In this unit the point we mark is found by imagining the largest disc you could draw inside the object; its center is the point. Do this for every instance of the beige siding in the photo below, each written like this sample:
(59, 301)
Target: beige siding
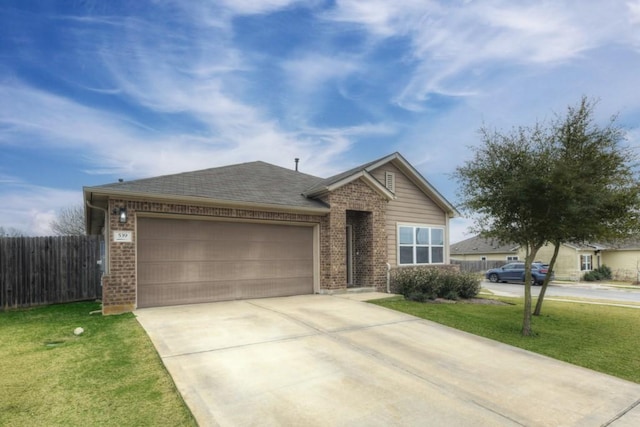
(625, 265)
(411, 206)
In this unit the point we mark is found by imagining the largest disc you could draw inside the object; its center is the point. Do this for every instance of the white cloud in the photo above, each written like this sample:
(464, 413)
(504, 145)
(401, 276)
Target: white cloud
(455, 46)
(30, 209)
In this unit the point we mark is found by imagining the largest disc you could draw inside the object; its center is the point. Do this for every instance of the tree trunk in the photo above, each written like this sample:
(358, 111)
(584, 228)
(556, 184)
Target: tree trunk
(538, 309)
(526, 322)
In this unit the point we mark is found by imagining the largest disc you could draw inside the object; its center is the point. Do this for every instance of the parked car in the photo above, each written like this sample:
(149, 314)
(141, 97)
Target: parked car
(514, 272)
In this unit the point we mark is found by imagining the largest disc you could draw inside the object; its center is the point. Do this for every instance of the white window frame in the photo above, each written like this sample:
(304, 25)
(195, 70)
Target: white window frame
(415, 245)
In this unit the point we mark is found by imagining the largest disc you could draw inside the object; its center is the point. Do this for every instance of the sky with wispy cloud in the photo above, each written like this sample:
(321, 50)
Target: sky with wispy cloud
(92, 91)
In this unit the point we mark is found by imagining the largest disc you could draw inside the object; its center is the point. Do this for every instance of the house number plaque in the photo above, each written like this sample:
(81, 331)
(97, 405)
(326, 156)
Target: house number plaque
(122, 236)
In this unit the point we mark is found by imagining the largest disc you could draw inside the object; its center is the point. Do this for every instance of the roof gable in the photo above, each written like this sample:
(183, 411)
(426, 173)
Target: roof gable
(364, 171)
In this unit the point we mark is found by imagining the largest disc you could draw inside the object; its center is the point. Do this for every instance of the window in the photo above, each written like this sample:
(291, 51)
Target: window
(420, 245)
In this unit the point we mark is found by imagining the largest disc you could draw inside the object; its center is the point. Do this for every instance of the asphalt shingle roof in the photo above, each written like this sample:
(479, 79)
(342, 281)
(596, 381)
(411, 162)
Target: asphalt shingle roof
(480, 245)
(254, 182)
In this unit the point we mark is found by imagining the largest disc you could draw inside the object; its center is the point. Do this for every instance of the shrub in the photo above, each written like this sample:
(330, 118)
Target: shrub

------

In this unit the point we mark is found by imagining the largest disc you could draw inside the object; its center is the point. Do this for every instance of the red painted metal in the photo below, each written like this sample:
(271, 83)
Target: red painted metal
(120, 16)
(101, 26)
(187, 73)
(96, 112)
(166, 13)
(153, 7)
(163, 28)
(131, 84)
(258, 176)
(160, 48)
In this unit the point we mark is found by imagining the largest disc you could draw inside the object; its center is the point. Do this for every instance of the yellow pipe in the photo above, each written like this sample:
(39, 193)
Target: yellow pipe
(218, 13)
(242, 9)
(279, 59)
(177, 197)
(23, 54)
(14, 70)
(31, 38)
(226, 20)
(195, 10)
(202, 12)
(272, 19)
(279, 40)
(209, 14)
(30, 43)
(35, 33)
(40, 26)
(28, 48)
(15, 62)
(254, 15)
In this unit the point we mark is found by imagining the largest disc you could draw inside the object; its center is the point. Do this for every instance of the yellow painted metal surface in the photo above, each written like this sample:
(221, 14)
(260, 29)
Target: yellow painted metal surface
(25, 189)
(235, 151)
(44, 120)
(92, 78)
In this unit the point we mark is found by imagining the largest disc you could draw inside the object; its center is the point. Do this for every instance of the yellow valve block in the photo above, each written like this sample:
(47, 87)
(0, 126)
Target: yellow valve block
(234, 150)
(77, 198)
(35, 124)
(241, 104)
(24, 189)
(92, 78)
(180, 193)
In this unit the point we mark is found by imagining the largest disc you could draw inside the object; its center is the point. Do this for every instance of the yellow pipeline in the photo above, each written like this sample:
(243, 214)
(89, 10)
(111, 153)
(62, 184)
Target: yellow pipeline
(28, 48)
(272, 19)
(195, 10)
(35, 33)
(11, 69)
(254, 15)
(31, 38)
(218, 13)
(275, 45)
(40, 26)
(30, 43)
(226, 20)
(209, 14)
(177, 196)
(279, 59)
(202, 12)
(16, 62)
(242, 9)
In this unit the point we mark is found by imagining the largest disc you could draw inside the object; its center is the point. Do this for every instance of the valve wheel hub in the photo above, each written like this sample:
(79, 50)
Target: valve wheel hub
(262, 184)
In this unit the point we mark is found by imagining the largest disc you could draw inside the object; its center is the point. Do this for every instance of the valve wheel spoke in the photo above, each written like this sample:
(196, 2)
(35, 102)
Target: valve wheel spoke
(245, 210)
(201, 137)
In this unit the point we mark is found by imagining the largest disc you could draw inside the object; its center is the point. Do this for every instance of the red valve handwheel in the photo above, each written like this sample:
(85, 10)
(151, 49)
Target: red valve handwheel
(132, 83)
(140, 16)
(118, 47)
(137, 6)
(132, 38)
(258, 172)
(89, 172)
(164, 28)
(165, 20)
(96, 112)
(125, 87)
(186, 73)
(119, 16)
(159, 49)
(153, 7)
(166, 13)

------

> WORK TASK
Say how many lines in the entries above contain the string "below". Give the number by itself.

> ANSWER SECTION
2